• Task details: Report each line of the listing below that holds "table".

• Task material:
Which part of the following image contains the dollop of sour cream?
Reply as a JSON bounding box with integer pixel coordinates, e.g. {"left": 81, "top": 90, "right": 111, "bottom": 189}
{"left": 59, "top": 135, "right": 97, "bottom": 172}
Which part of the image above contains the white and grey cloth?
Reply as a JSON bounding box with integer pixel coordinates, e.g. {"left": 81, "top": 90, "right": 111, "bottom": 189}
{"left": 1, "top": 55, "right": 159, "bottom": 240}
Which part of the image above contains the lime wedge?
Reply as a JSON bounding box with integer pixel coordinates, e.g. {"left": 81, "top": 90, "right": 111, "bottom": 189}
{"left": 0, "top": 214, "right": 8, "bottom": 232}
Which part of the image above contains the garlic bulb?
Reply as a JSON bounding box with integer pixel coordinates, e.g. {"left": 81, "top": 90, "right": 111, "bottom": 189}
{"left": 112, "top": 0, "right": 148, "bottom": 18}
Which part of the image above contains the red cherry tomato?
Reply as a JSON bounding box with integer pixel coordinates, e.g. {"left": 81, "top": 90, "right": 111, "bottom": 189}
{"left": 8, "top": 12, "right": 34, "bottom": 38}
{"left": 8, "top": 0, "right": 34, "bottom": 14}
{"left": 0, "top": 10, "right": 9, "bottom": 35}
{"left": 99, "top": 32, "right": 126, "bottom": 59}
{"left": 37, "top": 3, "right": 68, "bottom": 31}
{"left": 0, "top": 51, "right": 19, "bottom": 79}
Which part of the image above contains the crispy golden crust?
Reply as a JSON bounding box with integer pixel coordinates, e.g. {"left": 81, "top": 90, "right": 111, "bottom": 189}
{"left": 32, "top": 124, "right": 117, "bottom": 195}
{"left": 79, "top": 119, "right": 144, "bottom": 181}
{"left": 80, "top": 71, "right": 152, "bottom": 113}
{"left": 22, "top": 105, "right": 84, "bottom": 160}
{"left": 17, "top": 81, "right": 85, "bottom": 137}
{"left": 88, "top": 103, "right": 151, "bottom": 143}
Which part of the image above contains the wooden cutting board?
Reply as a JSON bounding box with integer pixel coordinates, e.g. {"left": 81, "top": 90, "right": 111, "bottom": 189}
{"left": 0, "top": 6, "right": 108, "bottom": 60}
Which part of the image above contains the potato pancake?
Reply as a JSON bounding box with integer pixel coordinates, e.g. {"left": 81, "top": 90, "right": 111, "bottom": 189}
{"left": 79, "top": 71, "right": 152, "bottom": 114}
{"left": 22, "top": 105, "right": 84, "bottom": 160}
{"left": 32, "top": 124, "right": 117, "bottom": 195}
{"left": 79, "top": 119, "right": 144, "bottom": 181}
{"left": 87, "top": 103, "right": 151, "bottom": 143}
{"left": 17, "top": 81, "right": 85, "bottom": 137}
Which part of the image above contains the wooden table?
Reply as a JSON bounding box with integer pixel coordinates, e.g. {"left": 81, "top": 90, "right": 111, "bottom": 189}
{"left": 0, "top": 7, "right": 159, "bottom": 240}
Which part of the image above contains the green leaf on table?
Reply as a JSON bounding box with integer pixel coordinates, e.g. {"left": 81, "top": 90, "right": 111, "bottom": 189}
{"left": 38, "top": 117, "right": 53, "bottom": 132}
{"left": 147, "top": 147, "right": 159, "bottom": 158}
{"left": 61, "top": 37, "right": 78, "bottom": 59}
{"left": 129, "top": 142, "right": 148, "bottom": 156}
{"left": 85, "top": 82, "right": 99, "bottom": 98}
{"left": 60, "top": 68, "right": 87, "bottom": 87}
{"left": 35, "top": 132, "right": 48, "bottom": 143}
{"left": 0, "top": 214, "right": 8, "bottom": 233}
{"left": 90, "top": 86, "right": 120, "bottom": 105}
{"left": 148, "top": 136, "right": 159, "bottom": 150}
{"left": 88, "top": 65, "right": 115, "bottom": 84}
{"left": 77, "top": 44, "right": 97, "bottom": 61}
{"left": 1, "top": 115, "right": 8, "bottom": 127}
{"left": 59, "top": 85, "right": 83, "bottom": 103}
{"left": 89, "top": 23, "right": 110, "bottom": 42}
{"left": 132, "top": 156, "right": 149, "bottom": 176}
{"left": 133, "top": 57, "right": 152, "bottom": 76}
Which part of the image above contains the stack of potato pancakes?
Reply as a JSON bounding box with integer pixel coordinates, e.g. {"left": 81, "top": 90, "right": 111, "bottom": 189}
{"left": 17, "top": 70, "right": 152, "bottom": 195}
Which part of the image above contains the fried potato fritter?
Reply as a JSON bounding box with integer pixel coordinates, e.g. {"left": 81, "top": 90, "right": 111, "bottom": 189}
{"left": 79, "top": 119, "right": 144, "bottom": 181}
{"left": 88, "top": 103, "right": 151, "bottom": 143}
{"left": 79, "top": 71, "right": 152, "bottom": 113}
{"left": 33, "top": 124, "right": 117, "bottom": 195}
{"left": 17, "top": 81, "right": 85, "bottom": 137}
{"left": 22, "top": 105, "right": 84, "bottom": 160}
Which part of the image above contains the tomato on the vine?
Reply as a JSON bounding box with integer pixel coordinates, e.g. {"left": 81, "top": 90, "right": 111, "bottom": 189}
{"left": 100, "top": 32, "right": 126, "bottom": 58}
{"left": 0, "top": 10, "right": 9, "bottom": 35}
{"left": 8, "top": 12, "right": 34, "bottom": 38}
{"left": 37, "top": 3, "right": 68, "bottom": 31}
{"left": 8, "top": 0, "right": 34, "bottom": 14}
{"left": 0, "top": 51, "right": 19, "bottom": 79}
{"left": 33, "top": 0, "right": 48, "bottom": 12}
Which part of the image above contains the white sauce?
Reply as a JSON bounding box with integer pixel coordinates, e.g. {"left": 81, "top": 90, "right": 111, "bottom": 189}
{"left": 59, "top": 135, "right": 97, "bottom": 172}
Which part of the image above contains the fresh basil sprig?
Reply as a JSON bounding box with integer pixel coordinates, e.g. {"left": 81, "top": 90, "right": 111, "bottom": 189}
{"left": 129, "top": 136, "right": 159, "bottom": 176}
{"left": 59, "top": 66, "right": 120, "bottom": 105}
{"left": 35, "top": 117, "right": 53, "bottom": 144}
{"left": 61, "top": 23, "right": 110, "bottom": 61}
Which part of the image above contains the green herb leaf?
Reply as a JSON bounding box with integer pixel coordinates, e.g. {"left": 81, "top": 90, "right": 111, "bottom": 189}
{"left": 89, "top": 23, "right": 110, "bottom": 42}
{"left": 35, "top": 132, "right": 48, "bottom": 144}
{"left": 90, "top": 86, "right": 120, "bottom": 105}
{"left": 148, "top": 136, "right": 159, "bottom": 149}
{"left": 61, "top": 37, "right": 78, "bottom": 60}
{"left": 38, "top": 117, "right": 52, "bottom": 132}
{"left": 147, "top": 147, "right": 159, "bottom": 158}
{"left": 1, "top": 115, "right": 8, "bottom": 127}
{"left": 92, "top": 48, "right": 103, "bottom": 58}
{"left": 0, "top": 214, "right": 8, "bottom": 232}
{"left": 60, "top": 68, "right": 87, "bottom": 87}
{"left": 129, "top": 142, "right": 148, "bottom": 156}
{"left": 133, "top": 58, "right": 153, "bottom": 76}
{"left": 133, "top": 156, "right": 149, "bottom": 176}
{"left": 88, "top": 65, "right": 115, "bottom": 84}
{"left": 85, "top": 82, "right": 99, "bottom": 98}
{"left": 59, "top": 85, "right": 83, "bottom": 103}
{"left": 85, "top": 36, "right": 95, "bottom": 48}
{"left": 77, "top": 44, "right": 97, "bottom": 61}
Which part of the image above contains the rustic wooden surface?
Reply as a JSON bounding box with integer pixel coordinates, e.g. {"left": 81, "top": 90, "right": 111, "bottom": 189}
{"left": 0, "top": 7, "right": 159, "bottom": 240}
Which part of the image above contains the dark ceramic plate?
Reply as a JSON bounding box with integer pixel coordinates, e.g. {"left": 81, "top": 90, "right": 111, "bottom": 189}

• Answer to this exercise:
Which part of the image above contains the wooden table?
Which part of the image above contains the green leaf on table?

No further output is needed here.